_PROVIDED PASSAGE_

Here we have used PIC16F877A MCU, it has a module called “Addressable Universal Synchronous Asynchronous Receiver and Transmitter” shortly known as USART. USART is a two wire communication system in which the data flow serially. USART is also a full-duplex communication, means you can send and receive data at the same time which can be used to communicate with peripheral devices, such as CRT terminals and personal computers.
The USART can be configured in the following modes:
- Asynchronous (full-duplex)
- Synchronous – Master (half-duplex)
- Synchronous – Slave (half-duplex)
There are also two different modes namely the 8-bit and 9-bit mode, in this tutorial we will configure the USART module to work in Asynchronous mode with 8-bit communication system, since it is the most used type of communication. As it is asynchronous it doesn't need to send clock signal along with the data signals. UART uses two data lines for sending (Tx) and receiving (Rx) data. The ground of both devices should also be made common. This type of communication does not share a common clock hence a common ground is very important for the system to work.
At the end of this tutorial you will be able establish a communication (UART) between your computer and your PIC Microcontroller and toggle an LED on the PIC board from your laptop. The status of the LED will be sent to your laptop from the PIC MCU. We will test the output using Hyper Terminal in computer. Detailed Video is also given at the end of this tutorial.

_WORKING DATA_

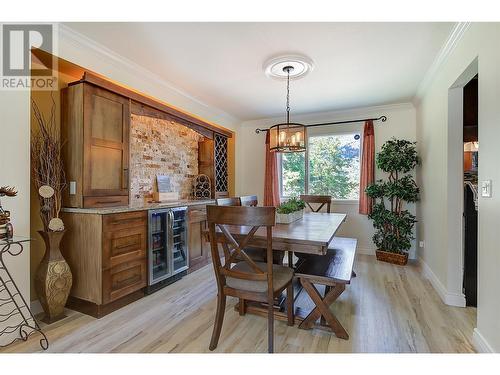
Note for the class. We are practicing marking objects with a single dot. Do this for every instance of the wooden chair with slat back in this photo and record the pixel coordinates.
(234, 201)
(246, 280)
(317, 199)
(256, 254)
(249, 200)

_THINGS TO DO_
A. Render the sentence "USART is a two wire communication system in which the data flow serially." from the USART tutorial in Spanish.
B. Scale the row about the wooden chair with slat back. Write out its request and all its point coordinates again, multiplying each coordinate by 1.85 and rounding to whole numbers, with halves rounded up. Leave the picture out.

_EXERCISE RESPONSES_
A. USART es un sistema de comunicación de dos hilos en el que los datos fluyen en serie.

B.
Note for the class. We are practicing marking objects with a single dot. Do this for every instance of the wooden chair with slat back in this photo and record the pixel coordinates.
(433, 372)
(455, 518)
(586, 368)
(474, 470)
(461, 370)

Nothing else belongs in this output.